■ DATA SUPPLIED
○ ○ ○ ○ ○ ○ ○
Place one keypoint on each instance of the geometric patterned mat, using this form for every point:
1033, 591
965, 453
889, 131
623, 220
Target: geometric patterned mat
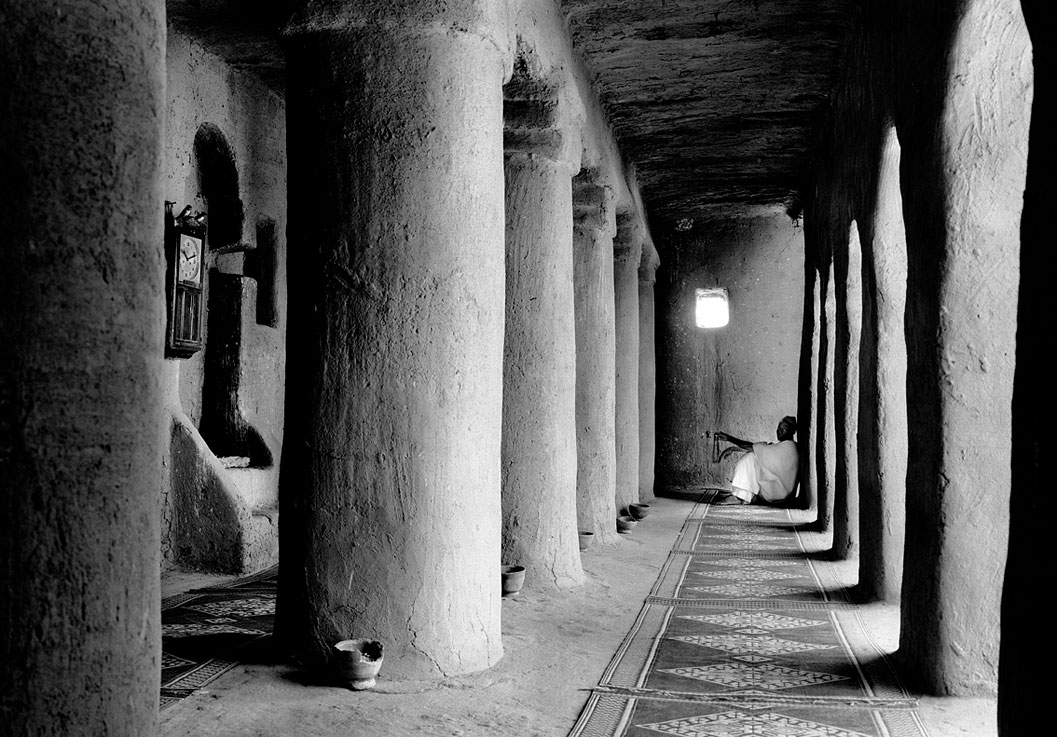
742, 636
206, 632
○ ○ ○ ○ ○ ○ ○
■ REQUIREMENT
Reproduce the listing above word for word, leaving out the picture.

■ ANSWER TO THE TASK
Place one keypoint on each instance of the geometric patterned mat, using this form for every point:
1033, 591
965, 453
889, 131
623, 220
Target: geometric patterned mat
742, 636
206, 632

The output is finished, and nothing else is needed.